Bounding box annotation records
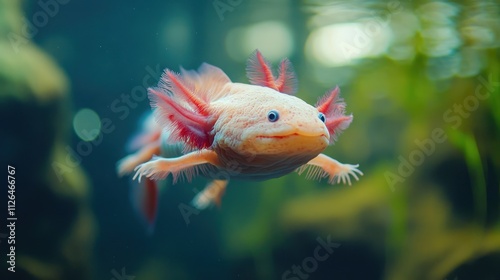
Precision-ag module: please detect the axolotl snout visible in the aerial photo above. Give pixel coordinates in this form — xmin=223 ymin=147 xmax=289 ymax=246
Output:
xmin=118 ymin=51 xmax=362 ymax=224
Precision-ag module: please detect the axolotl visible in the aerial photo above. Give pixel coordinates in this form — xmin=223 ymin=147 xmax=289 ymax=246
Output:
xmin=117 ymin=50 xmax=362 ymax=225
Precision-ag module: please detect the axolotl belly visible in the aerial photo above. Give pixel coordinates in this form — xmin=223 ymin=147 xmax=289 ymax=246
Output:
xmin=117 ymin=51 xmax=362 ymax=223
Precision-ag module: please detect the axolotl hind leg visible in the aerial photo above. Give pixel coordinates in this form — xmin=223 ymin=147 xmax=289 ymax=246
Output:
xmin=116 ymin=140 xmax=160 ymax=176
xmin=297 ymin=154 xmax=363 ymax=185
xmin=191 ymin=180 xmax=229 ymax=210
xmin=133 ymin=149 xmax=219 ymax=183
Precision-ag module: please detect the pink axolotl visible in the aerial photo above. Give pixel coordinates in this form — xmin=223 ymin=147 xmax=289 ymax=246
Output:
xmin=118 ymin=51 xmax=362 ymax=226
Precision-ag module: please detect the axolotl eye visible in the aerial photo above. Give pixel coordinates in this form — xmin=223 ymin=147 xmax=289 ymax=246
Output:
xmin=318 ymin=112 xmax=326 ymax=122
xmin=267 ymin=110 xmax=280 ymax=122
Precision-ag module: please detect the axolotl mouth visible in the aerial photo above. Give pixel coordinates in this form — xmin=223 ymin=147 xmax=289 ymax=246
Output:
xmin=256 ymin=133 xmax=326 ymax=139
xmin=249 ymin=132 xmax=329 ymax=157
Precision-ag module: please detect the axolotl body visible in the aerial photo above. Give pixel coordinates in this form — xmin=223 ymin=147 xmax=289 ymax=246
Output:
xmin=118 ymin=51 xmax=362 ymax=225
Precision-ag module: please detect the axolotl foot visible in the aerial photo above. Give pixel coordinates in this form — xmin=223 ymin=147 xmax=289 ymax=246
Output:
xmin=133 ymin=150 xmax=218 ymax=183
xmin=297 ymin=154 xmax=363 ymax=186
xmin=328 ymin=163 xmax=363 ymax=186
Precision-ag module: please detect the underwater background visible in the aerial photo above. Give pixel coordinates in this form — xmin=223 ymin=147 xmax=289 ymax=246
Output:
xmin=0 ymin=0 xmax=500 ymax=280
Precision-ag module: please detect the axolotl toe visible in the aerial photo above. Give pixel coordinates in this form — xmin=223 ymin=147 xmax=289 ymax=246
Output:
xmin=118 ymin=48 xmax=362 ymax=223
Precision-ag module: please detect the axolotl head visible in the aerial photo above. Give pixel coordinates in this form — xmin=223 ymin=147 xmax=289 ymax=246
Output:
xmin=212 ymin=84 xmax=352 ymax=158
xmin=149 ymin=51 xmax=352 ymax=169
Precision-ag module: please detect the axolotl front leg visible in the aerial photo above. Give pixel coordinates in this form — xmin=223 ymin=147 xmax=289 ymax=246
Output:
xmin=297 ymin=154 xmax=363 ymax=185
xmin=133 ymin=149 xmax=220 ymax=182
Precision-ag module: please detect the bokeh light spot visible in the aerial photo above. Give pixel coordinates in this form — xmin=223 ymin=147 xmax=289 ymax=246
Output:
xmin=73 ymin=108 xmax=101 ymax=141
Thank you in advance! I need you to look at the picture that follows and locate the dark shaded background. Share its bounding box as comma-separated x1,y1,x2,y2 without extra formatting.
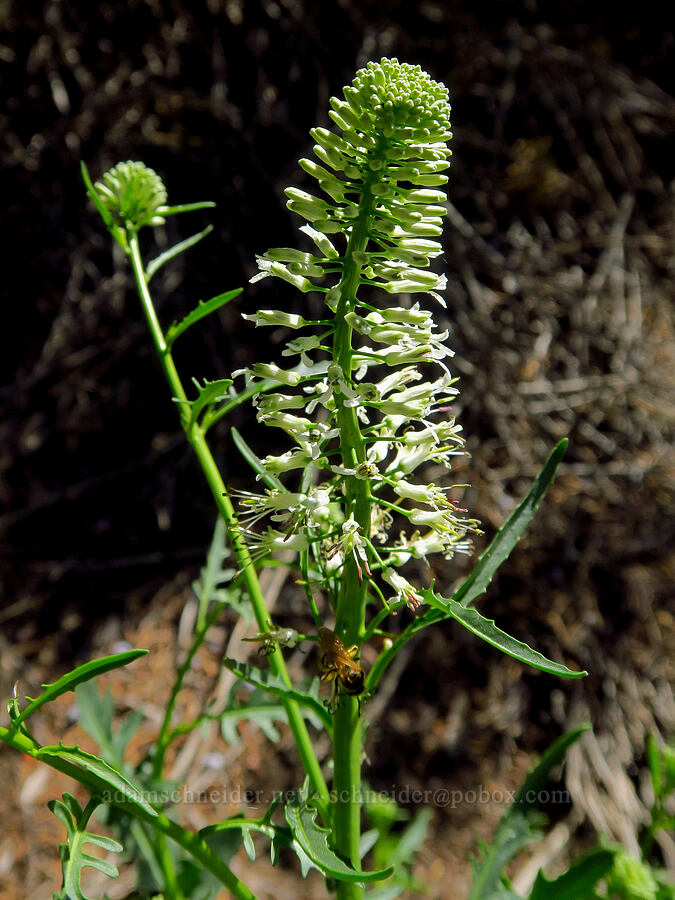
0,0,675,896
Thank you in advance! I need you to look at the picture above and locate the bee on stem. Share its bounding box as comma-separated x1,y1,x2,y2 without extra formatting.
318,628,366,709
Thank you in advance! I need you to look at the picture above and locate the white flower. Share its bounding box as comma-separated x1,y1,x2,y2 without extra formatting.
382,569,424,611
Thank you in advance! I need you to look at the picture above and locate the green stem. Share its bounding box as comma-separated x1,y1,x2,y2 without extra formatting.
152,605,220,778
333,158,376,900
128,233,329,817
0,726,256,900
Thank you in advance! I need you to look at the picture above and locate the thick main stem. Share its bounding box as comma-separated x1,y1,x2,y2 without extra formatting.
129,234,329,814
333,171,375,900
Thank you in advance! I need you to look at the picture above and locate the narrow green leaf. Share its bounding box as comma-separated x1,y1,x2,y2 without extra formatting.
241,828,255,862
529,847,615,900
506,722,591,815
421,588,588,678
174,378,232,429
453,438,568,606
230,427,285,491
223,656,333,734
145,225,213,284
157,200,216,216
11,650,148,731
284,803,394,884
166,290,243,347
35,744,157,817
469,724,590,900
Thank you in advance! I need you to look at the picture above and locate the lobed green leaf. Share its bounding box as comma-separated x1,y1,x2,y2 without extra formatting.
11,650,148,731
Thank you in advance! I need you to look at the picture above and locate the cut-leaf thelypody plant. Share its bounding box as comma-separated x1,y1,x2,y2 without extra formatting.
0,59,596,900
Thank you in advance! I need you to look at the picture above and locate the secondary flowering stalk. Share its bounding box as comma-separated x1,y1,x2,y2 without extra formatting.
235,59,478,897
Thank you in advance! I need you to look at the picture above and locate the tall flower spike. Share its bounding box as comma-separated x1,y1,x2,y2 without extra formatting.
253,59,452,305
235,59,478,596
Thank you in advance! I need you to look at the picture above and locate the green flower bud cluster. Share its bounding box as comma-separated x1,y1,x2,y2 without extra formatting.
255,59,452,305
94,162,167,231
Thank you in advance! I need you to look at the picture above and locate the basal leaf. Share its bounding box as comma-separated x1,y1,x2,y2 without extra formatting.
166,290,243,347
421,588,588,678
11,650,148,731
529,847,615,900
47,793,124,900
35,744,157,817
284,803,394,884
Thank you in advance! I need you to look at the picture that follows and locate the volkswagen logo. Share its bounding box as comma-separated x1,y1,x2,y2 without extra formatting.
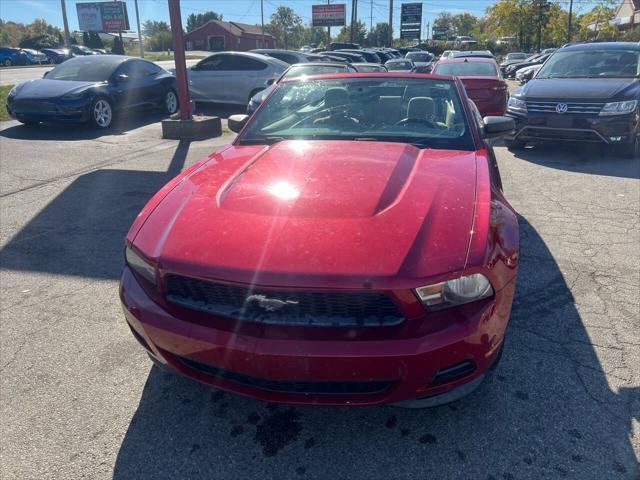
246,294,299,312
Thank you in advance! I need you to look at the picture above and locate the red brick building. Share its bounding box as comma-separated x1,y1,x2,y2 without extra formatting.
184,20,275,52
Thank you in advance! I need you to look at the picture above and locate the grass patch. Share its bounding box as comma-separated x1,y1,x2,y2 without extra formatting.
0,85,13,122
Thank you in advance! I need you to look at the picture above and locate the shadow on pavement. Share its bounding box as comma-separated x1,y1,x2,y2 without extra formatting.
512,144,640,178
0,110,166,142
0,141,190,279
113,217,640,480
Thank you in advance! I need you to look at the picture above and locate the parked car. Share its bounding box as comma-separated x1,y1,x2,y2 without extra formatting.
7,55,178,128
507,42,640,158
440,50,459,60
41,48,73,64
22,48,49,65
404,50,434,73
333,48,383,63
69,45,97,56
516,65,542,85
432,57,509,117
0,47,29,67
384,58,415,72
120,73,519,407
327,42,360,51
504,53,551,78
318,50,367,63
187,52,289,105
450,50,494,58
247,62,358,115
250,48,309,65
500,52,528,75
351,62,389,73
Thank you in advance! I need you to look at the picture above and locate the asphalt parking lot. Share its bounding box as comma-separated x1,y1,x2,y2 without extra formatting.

● **Problem details**: Copy every line of the records above word for word, omitting the pictures.

● **Task result**:
Precision-ag module: please detect the axolotl snout visible in the aerial photo above. Give pixel coordinates in this form — xmin=223 ymin=147 xmax=289 ymax=246
Output:
xmin=118 ymin=51 xmax=362 ymax=224
Precision-ag module: please detect the axolotl visible in the aerial photo above. Give pixel coordinates in this form — xmin=223 ymin=147 xmax=289 ymax=246
Output:
xmin=117 ymin=50 xmax=362 ymax=225
Precision-ag module: please detect the axolotl belly visible in the aerial photo above. Give pixel coordinates in this form — xmin=223 ymin=147 xmax=289 ymax=246
Output:
xmin=117 ymin=51 xmax=362 ymax=223
Precision-ag module: please detect the axolotl hind leg visible in the aerial photo above. Give pixel coordinates in this form — xmin=223 ymin=147 xmax=289 ymax=246
Output:
xmin=116 ymin=140 xmax=160 ymax=176
xmin=297 ymin=154 xmax=363 ymax=185
xmin=191 ymin=180 xmax=229 ymax=210
xmin=133 ymin=149 xmax=219 ymax=183
Precision-ag module: please detect the pink axolotl visible in the aerial photo above. Give pixel coordinates in this form — xmin=223 ymin=147 xmax=289 ymax=246
Output:
xmin=118 ymin=51 xmax=362 ymax=226
Precision-ag module: please detect the axolotl eye visible in the aerial photo above. Give pixel coordinates in this form — xmin=223 ymin=147 xmax=289 ymax=246
Output:
xmin=318 ymin=112 xmax=326 ymax=122
xmin=267 ymin=110 xmax=280 ymax=122
Precision-ag module: please detect the axolotl mouth visible in the aerial photo above. Give pixel coordinates in this form — xmin=223 ymin=147 xmax=289 ymax=246
Output:
xmin=256 ymin=133 xmax=326 ymax=139
xmin=249 ymin=132 xmax=329 ymax=157
Precision-ag module: please detect the axolotl body visible in the aerial photo above. Give pixel coordinates in this form — xmin=223 ymin=147 xmax=289 ymax=246
Output:
xmin=118 ymin=51 xmax=362 ymax=225
Precision-ag module: please detect the axolotl foot visible in the aerial photo above. Give pixel coordinates in this form — xmin=223 ymin=147 xmax=289 ymax=246
Output:
xmin=133 ymin=150 xmax=218 ymax=183
xmin=297 ymin=154 xmax=363 ymax=186
xmin=328 ymin=163 xmax=363 ymax=186
Precision-ag module: please detect the underwater background visible in the aerial photo above. Give pixel coordinates in this form — xmin=223 ymin=147 xmax=289 ymax=246
Output:
xmin=0 ymin=0 xmax=500 ymax=280
Precision-ag module: please detect the axolotl toe visible in the aerial photo above. Give pixel coordinates in this form — xmin=223 ymin=147 xmax=289 ymax=246
Output:
xmin=118 ymin=48 xmax=362 ymax=223
Precision-ag module: please detect the axolotl head visible in the aerial photo above. Give pixel coordinates in this form — xmin=223 ymin=147 xmax=289 ymax=246
Output:
xmin=212 ymin=84 xmax=352 ymax=158
xmin=149 ymin=51 xmax=352 ymax=169
Precision-ag module: please detect the axolotl front leg visible in the aerial photo above. Give pixel coordinates in this form — xmin=223 ymin=147 xmax=289 ymax=246
Output:
xmin=297 ymin=154 xmax=363 ymax=185
xmin=133 ymin=149 xmax=220 ymax=182
Precision-ag module: please detect the bokeh light spot visible in the aerial photo above. Give pixel coordinates in this form — xmin=223 ymin=147 xmax=289 ymax=246
Output:
xmin=73 ymin=108 xmax=101 ymax=141
Thank you in advance! I need you to look at the picture that follows and locate the dark shaded background. Share its bounding box as comma-separated x1,y1,x2,y2 without extra formatting.
0,0,675,896
Thank you in advance! I need you to look at the picture above and locate the bee on stem. Share its bounding box as comma-separated x1,y1,x2,y2 without extra formatting.
318,628,366,709
Thank you in advance! I need you to look at the picture above and locate the white flower. Share its bounding box as comma-separated x1,y1,x2,y2 without extra formatting.
382,569,424,611
Thank you in advance! I need you to look at the picture above and locate the green stem. Share its bounding box as comma-separated x1,y1,x2,y2 without extra formatting.
152,605,220,778
333,158,376,900
128,233,329,817
0,726,256,900
Thank you in advance! I need you to look at the picture above and locate the thick main stem. Share its bounding box as comma-separated x1,y1,x2,y2 without extra formatting.
129,234,329,814
333,171,375,900
Thank you in advance! I need you to look at the picture above and locate the narrow green leaf. Share its bounding box as comma-separated x1,y1,x2,y2 without extra formatting.
241,828,255,862
529,847,615,900
506,722,591,815
421,588,588,678
174,378,232,429
453,438,568,606
230,427,285,491
223,656,333,734
145,225,213,284
157,200,216,216
11,650,148,731
284,803,394,884
166,290,243,347
35,744,157,817
469,724,590,900
Thank you in advance! I need you to look at the picture above and locate the lobed green leaf. Share its bounding box as comma-separated x1,y1,x2,y2 without extra formatting.
11,650,148,731
Thank you in advance! I need you to look at the picture above and locate the cut-leaf thelypody plant. Share its bounding box as comma-separated x1,y1,x2,y2 without extra formatting.
0,59,596,900
Thank you in advance! I need you to look at the picture above and locate the secondary flowering stalk. Share its bounding box as comma-separated x1,y1,x2,y2 without extra formatting.
235,59,478,897
Thank you in advance! I need you to look at the picture above and locate the tall flower spike. Share its bounding box as comma-separated x1,y1,x2,y2 without extra formatting.
253,59,452,305
235,59,478,596
Thank you in advance! I need you to look at the picture above and locate the green flower bud cluster. Share its bounding box as comma-separated x1,y1,x2,y2 without extra formatting.
255,59,452,305
94,162,167,231
Thank you in advance! I need you to look at the picture above and locate the basal leaf. Share its bounding box as comma-separated x1,y1,x2,y2 without extra formatting.
166,290,243,347
421,588,588,678
11,650,148,731
529,847,615,900
47,793,124,900
35,744,157,817
284,803,394,884
Thank you in advance! I need you to look at the picture that follows and locate the volkswagen logo. Share its bounding box as comma-separated x1,y1,x2,y2 without extra formatting.
246,294,299,312
Thank you in advance! I need you to look at the picture above and locate the red brick building. Share its bounding box as comma-separated x1,y1,x2,y2 without extra formatting.
184,20,275,52
Thank you in advance! I need you to look at the picture above and locate the grass patch. Share its bounding box as comma-separated x1,y1,x2,y2 without extra formatting.
0,85,13,122
Thank you in advance! I need you to look at the picture above and locate the shadow on pavement. Share its bounding box as comma-separated x1,y1,x2,y2 without extra formatting.
512,144,640,178
0,110,166,142
0,141,190,279
113,217,640,480
Thank you in advance! I need you to look at the picture above and locate the parked car. Share its bounding box as comma-separated x1,y1,x2,y2 without extra formatting.
7,55,178,128
507,42,640,158
440,50,459,60
41,48,73,64
22,48,49,65
404,50,434,73
333,48,383,63
69,45,97,56
516,65,542,85
432,57,509,117
0,47,29,67
384,58,415,72
120,73,519,407
327,42,360,51
504,53,551,78
318,50,367,63
187,52,289,105
450,50,494,58
247,62,358,115
250,48,309,65
500,52,528,75
351,62,389,73
Thank you in advance! I need you to look at the picture above and locate the asphalt parking lot. Share its bounding box as comma-separated x1,y1,x2,y2 without extra formatting.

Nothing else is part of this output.